─── SOURCE EXTRACT ───

The research in the Xu laboratory focuses on plant and microalgal lipid metabolism. By applying state-of-the-art approaches in genetics, biochemistry, cellular biology, synthetic biology and biotechnology, we aim to address both fundamental and applied questions in the field. The major research objectives in our research group are to improve our understanding of the mechanisms underlying acyl lipid assembly (e.g. triacylglycerols/oils, galactolipids/photosynthetic membrane lipids, phospholipids/membrane lipids) in photosynthetic organisms and to design lipid biosynthetic pathways to improve agriculture production and produce value-added oils for food, feed, fuel, and materials applications.
Acyl lipid assembly: Acyl lipids (i.e. lipids derived from fatty acids) are the most abundant lipids in photosynthetic organisms and have essential roles in cells, which include forming membranes, storing energy, and signaling. Photosynthetic organisms are exposed to environmental challenges, and acyl lipid remodeling plays an important role in plant adaption to adverse conditions (e.g. abiotic and biotic stresses). We are interested in identifying and characterizing players and regulators in acyl lipid assembly using an array of approaches ranging from genetics, omics, biochemistry, and cell biology to modeling in order to better understand this process.
Lipid trafficking and channeling: Plant lipid biosynthesis is highly compartmented and involves close coordination of multiple pathways in the ER and chloroplasts and an intense trafficking of lipids between them. Moreover, lipid players may form local interactomes to facilitate substrate channeling. We are exploring the mechanisms by which lipids move across the chloroplast envelope membranes and by which they are transported within the local interactomes.
Lipid synthetic biology and biotechnology: Lipids are important agricultural commodities with broad applications in food, feed, fuel and oleochemical industries. We are interested in designing plants, microalgae, and microorganisms for the production of value-added lipids. Using synthetic biology approaches, we are engineering lipid biosynthetic enzymes and pathways for the synthesis of high-value products.

───

## STUDY QUESTIONS
a. From the Xu laboratory overview, copy the passage from "The research in" up to and including "and materials applications.".
b. List the headings of the research areas that open each paragraph after the first in the Xu laboratory overview.

─── RECORD EXCERPTS ───

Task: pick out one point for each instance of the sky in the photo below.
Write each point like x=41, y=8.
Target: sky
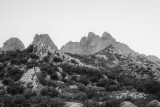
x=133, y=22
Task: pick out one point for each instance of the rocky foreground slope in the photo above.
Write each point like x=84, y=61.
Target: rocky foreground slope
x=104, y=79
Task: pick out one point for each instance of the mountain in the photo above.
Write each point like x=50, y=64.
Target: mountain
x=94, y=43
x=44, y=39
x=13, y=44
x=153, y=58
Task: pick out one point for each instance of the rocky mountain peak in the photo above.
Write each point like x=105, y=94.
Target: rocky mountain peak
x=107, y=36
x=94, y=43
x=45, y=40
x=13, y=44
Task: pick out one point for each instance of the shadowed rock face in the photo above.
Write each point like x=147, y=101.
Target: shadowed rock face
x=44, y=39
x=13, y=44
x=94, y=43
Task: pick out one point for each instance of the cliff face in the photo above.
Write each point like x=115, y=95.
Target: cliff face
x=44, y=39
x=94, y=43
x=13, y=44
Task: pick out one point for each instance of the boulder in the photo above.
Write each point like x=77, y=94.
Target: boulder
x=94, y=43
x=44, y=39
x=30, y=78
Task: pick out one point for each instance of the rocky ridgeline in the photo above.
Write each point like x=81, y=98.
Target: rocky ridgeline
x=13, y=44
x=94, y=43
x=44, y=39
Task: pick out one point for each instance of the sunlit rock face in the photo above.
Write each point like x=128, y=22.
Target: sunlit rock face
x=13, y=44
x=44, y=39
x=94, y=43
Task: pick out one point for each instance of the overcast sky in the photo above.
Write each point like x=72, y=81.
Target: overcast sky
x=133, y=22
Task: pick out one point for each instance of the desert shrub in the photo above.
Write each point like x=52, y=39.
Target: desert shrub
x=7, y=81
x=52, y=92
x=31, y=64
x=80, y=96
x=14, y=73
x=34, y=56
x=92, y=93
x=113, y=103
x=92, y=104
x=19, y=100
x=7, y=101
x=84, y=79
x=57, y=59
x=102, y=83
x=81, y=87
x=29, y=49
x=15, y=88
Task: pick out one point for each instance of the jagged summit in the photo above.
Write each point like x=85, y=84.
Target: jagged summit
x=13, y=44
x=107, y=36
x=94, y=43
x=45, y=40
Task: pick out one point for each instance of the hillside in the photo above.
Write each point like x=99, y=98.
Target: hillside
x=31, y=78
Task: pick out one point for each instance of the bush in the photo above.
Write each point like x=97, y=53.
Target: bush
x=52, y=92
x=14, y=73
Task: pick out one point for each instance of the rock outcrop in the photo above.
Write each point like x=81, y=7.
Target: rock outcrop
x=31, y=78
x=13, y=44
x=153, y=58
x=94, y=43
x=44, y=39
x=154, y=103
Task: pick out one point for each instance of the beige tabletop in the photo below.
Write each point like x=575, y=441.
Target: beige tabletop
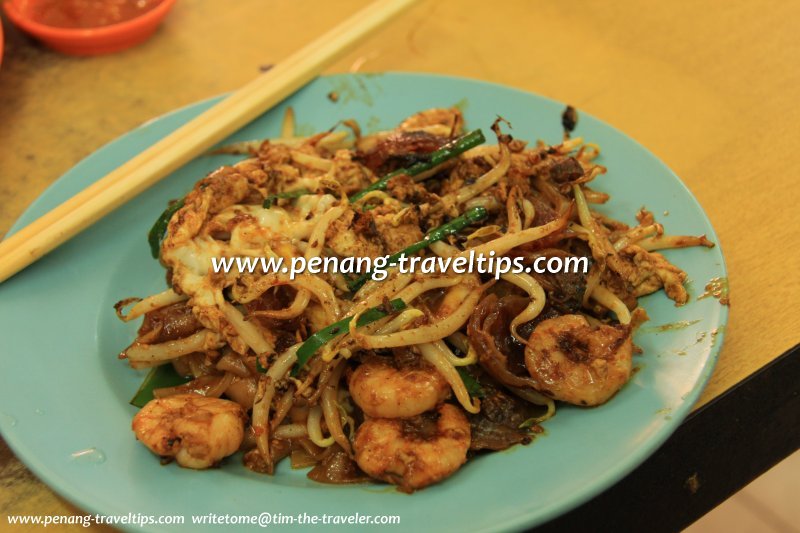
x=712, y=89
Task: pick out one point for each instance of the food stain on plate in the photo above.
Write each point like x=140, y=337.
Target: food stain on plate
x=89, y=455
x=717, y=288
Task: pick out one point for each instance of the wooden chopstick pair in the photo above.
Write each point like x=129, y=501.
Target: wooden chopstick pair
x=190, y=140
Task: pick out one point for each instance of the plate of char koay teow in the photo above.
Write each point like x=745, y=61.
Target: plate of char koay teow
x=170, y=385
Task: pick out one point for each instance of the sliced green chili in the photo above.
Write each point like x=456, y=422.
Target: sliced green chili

───

## OUTPUTS BY TASK
a.
The research in the Xu laboratory focuses on plant and microalgal lipid metabolism. By applying state-of-the-art approaches in genetics, biochemistry, cellular biology, synthetic biology and biotechnology, we aim to address both fundamental and applied questions in the field. The major research objectives in our research group are to improve our understanding of the mechanisms underlying acyl lipid assembly (e.g. triacylglycerols/oils, galactolipids/photosynthetic membrane lipids, phospholipids/membrane lipids) in photosynthetic organisms and to design lipid biosynthetic pathways to improve agriculture production and produce value-added oils for food, feed, fuel, and materials applications.

b.
- Acyl lipid assembly
- Lipid trafficking and channeling
- Lipid synthetic biology and biotechnology